Highly Optimized Tolerance: Robustness and Power Laws in Complex Systems

TL;DR

This paper introduces highly optimized tolerance (HOT), a framework explaining how complex systems in biology and engineering develop structured, efficient, and robust configurations that exhibit power-law behaviors and hypersensitivity to perturbations.

Contribution

The paper presents HOT as a new mechanism linking system design, evolution, and power laws, with detailed analysis of HOT states in percolation models.

Findings

HOT states exhibit high efficiency, robustness, and structured configurations.

HOT states display power-law distributions similar to critical systems.

HOT states are hypersensitive to perturbations and design flaws.

■ **EXTRACTED DATA**:
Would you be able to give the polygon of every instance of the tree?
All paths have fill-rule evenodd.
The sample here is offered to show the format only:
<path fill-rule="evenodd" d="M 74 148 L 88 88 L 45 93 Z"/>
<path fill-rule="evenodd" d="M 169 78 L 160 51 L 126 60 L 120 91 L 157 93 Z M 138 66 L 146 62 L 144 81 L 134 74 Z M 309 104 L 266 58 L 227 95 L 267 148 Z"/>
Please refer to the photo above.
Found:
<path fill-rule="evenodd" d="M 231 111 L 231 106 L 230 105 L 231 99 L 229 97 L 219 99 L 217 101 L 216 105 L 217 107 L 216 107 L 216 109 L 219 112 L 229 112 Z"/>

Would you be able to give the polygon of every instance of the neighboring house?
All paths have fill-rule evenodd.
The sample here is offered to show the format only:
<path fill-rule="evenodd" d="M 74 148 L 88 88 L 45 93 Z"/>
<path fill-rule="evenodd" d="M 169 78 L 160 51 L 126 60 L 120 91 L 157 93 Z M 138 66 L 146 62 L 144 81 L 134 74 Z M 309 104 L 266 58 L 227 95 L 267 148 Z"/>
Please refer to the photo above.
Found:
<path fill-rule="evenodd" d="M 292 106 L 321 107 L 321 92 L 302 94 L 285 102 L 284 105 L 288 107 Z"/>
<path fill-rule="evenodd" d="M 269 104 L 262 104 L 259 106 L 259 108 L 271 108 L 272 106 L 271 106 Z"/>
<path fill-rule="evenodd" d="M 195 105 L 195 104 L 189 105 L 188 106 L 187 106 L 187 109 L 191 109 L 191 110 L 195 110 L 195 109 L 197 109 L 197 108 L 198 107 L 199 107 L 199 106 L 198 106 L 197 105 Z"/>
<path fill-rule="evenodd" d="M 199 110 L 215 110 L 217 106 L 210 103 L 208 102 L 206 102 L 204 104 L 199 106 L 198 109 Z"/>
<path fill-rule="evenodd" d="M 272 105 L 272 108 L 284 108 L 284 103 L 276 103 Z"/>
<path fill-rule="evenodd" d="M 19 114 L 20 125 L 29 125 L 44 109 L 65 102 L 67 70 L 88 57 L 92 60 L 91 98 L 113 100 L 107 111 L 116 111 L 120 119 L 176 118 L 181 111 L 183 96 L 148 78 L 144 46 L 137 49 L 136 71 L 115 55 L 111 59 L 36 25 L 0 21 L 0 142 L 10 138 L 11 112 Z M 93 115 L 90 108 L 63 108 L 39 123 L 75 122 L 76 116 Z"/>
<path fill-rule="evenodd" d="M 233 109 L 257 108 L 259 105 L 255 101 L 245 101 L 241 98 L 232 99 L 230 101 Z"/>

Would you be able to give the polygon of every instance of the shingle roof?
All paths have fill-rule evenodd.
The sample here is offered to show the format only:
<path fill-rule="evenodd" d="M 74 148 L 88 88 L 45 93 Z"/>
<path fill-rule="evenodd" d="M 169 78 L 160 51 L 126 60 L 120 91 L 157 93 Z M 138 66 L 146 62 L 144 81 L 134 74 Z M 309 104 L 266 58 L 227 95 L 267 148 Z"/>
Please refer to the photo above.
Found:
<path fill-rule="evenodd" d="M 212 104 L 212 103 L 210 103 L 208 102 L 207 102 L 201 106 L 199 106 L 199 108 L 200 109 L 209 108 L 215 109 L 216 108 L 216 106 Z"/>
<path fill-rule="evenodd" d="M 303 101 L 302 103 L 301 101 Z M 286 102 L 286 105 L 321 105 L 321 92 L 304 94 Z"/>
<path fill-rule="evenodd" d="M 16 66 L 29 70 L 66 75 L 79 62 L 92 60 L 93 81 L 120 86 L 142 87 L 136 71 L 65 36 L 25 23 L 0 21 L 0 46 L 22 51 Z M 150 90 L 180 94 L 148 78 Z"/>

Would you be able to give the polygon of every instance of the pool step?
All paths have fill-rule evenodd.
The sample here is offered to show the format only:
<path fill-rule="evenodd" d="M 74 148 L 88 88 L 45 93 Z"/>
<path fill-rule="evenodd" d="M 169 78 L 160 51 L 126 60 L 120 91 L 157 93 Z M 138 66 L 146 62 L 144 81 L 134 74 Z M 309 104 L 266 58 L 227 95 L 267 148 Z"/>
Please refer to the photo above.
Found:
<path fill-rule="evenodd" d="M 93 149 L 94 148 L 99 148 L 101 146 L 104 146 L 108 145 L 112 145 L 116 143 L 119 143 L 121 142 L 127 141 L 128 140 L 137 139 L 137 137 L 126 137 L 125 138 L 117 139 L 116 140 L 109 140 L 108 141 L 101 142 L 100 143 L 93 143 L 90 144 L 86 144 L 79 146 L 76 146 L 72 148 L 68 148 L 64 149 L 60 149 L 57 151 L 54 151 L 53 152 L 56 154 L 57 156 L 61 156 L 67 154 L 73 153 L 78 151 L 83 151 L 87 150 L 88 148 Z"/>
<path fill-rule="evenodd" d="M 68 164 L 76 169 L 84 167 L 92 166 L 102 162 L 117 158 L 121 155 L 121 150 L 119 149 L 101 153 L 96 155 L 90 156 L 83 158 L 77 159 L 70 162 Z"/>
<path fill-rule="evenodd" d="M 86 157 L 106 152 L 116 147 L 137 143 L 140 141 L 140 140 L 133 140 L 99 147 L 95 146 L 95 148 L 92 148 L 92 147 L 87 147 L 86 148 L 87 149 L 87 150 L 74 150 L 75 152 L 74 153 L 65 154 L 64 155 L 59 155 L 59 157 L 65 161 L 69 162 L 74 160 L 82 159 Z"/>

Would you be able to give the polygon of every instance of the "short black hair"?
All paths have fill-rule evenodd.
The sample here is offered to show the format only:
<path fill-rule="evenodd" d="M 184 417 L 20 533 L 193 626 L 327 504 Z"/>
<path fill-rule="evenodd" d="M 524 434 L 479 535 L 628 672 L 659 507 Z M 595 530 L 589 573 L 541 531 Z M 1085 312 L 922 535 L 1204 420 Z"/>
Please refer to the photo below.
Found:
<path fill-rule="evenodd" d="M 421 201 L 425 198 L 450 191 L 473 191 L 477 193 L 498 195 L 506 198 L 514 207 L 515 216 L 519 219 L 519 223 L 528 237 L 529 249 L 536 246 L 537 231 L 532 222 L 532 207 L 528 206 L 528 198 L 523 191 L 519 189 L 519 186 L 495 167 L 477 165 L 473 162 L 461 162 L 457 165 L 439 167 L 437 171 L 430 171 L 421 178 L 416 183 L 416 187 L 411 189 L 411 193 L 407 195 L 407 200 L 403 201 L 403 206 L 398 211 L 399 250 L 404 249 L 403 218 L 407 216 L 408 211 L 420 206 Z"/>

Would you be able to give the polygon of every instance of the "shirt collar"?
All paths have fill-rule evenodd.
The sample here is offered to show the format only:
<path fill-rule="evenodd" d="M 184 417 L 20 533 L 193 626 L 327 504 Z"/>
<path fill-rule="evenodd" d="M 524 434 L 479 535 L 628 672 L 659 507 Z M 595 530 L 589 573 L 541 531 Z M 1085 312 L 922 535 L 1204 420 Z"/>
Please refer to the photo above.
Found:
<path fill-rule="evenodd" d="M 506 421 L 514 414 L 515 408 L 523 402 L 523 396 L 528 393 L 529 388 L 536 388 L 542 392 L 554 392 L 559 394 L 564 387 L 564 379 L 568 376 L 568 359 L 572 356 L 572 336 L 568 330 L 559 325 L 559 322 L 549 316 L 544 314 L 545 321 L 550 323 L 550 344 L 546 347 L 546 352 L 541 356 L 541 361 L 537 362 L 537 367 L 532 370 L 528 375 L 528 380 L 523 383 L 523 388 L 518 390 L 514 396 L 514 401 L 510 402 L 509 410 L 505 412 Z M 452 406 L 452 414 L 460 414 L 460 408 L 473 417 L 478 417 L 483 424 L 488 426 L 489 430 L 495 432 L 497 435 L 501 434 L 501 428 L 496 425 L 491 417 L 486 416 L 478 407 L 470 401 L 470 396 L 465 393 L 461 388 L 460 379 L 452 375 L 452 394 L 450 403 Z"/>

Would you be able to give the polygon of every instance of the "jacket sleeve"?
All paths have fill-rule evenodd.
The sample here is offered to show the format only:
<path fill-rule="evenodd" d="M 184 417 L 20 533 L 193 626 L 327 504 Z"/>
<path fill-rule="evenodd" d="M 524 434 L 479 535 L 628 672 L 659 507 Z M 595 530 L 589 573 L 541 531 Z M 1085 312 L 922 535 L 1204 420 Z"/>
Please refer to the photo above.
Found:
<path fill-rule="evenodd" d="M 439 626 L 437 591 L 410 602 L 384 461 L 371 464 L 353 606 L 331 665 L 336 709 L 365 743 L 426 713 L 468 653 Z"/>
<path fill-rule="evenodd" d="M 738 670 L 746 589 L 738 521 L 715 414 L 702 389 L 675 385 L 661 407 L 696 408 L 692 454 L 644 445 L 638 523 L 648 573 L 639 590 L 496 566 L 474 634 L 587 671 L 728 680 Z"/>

■ **QUESTIONS**:
(A) Check each statement against the HOT summary and say yes or no for each, quoting the summary's deciding words. (i) HOT states are hypersensitive to design flaws. (ii) The paper analyzes HOT states in percolation models. (iii) HOT states show distributions unlike those of critical systems.
(B) Please write what follows the last finding in the HOT summary.

■ **ANSWERS TO THE TASKS**:
(A)
(i) Yes: "HOT states are hypersensitive to perturbations and design flaws."
(ii) Yes: "with detailed analysis of HOT states in percolation models."
(iii) No: "HOT states display power-law distributions similar to critical systems."

(B)
Abstract

We introduce highly optimized tolerance (HOT), a mechanism that connects evolving structure and power laws in interconnected systems. HOT systems arise, e.g., in biology and engineering, where design and evolution create complex systems sharing common features, including (1) high efficiency, performance, and robustness to designed-for uncertainties, (2) hypersensitivity to design flaws and unanticipated perturbations, (3) nongeneric, specialized, structured configurations, and (4) power laws. We introduce HOT states in the context of percolation, and contrast properties of the high density HOT states with random configurations near the critical point. While both cases exhibit power laws, only HOT states display properties (1-3) associated with design and evolution.